DIRECTIONS FOR THIS TASK:
Swap every "instance" for "occurrence" in the stretch from the line containing "For each instance of the flower bud, the" through the end of the material, and give back only that stretch with nothing else changed.
##########
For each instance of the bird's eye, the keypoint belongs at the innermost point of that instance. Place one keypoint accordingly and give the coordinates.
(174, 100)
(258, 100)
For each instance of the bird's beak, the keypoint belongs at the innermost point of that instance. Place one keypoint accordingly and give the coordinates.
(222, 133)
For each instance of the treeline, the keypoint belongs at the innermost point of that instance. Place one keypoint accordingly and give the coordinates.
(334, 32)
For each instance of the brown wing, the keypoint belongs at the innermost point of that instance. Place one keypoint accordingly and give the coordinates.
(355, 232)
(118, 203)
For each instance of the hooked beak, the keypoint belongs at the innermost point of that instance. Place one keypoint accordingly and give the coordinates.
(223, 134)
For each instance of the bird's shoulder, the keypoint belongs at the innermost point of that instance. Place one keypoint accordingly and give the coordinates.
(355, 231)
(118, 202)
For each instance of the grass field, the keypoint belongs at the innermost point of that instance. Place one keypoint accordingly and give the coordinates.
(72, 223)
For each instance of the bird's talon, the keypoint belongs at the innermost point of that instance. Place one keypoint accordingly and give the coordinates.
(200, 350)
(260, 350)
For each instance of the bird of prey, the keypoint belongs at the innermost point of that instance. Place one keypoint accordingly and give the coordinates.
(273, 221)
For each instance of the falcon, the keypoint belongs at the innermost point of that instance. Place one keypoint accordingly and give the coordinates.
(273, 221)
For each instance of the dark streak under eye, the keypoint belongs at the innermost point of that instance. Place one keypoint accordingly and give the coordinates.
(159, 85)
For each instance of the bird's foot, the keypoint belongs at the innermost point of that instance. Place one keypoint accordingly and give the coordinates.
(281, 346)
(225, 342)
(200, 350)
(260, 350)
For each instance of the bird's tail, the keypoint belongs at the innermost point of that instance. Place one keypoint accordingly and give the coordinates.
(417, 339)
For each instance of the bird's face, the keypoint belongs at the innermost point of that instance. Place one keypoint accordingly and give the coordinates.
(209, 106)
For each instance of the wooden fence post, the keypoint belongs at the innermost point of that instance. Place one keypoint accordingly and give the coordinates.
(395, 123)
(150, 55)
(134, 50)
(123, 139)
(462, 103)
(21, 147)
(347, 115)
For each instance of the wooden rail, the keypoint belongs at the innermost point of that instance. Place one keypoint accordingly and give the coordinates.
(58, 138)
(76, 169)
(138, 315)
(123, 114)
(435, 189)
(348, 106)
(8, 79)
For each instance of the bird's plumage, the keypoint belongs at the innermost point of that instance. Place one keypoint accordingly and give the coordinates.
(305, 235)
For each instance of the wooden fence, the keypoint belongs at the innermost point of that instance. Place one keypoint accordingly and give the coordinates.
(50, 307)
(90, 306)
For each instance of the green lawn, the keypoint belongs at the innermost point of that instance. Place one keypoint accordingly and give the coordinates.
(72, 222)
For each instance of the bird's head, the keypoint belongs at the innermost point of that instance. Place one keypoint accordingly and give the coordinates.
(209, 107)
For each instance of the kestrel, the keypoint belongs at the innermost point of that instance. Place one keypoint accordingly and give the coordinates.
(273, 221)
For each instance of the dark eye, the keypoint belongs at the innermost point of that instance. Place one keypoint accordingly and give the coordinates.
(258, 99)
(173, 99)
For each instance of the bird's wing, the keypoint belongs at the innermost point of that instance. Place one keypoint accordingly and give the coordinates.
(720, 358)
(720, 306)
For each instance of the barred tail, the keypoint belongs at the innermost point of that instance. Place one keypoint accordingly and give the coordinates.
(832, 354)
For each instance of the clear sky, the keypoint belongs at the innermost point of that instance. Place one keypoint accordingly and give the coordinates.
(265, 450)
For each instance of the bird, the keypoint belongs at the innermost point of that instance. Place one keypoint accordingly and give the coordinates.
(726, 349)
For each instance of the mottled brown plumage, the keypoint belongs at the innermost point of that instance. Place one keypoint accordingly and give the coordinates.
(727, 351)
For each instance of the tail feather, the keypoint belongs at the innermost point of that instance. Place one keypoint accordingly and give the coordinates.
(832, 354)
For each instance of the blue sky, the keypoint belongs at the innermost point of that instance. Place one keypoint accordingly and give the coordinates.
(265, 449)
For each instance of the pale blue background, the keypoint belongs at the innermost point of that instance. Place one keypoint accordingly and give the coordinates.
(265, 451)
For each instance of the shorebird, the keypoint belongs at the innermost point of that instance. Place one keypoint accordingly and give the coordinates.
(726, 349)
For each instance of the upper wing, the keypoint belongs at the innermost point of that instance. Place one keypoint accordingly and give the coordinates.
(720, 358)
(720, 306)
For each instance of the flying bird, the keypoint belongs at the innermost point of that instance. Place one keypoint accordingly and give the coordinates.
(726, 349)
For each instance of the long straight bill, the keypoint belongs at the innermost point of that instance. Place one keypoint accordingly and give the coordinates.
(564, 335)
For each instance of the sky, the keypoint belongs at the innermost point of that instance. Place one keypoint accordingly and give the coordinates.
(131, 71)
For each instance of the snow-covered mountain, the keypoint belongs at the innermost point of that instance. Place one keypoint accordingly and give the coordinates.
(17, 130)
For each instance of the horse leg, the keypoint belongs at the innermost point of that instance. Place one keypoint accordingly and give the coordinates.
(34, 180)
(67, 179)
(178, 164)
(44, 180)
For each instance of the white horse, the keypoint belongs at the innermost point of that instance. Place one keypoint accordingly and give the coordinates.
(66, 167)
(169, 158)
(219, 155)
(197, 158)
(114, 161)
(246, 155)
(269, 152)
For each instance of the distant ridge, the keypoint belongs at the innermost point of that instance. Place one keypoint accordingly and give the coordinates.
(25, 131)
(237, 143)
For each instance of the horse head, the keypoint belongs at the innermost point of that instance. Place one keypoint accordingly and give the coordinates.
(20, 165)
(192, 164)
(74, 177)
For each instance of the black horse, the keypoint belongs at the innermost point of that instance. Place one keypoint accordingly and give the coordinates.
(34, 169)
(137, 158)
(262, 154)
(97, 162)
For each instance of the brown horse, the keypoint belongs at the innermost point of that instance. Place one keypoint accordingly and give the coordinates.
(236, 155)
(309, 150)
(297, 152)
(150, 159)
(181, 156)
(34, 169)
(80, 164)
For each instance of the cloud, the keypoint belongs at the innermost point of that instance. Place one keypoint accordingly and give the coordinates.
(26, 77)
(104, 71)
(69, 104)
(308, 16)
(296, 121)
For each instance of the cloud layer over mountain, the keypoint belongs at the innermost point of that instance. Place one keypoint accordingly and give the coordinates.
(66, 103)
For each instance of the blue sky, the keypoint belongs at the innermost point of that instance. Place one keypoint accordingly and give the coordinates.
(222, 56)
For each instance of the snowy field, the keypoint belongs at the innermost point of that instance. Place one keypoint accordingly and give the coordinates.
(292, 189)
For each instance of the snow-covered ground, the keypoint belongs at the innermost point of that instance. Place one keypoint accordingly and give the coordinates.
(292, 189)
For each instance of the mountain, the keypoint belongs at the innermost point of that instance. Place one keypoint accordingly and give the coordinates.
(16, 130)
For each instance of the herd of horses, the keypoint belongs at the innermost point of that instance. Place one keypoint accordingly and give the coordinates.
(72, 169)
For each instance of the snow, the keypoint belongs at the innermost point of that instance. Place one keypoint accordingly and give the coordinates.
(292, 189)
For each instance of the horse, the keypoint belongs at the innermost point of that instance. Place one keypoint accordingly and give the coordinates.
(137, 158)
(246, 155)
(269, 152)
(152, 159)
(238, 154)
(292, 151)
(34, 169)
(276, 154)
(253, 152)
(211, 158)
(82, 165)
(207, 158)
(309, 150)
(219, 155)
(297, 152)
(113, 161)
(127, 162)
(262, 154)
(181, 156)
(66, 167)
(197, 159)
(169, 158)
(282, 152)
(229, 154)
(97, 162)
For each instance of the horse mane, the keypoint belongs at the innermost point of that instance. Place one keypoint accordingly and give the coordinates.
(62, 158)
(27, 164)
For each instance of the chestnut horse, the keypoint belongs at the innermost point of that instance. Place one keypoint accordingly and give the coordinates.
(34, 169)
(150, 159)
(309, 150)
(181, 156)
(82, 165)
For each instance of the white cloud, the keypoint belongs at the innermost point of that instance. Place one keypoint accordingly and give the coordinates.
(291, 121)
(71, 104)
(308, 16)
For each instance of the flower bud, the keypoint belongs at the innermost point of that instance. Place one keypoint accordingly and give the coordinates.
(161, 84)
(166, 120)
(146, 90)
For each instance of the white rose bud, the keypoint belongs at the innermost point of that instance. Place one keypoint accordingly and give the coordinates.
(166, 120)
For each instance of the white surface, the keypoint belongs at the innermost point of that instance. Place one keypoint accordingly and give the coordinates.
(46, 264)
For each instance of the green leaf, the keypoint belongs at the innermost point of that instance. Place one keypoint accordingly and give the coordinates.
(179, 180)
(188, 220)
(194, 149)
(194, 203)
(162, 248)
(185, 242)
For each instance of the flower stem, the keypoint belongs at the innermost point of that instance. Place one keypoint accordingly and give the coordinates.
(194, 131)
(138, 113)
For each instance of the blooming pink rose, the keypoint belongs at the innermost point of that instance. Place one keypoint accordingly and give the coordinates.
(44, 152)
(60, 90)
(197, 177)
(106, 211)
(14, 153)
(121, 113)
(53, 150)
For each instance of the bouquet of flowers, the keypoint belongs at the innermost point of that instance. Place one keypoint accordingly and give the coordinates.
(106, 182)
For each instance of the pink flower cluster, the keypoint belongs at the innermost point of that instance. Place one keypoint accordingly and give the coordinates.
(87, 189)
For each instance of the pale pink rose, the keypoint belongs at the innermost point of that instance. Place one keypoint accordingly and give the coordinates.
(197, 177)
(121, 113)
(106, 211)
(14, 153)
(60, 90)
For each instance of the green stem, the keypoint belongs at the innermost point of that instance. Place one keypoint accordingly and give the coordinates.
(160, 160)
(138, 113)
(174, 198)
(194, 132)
##########
RESULT:
For each occurrence of the flower bud, the keypoint belongs at the innermost point of that occurrence. Place one keypoint accordingly and give the coordinates.
(161, 84)
(166, 120)
(146, 90)
For each occurrence of the white rose bud, the keypoint belongs at the innermost point of that occurrence. Place one keypoint accordingly and give the coordinates.
(166, 120)
For each occurrence of the white surface, the keypoint belongs at the innermost point of that occurrence. Place one keypoint accordingly and give the coordinates.
(46, 264)
For each occurrence of the green leaf, the keypoint belongs at the innermost point of that occurrence. Place one keypoint accordingly and give the coordinates.
(179, 180)
(188, 220)
(194, 149)
(194, 203)
(162, 248)
(185, 242)
For each occurrence of the flower stem, the keypoint belongs at the innermost point of that occurrence. Place one keypoint accordingly and give the coordinates.
(194, 131)
(138, 113)
For each occurrence of the blooming pink rose, the keypoint belongs at the innermost point of that occurrence. Place one keypoint accordingly and give the coordinates.
(44, 152)
(60, 90)
(197, 177)
(106, 211)
(14, 153)
(121, 113)
(53, 150)
For each occurrence of the bouquet of flowers, the keypoint belongs at the innermost point of that occurrence. Place one keypoint accordingly and give the coordinates.
(106, 182)
For each occurrence of the pink flower cluster, the keypoint belongs at the innermost point of that occurrence. Place one keypoint accordingly and give the coordinates.
(87, 189)
For each occurrence of the pale pink rose, the keypoint belongs at the innermost point of that occurrence. Place one keypoint accordingly and give the coordinates.
(197, 177)
(121, 113)
(106, 211)
(14, 153)
(60, 90)
For each occurrence of the green stem, the keypoint belongs at the innermost point of that occurrence. Place one keypoint accordingly and give the coordinates.
(160, 160)
(138, 113)
(174, 198)
(194, 132)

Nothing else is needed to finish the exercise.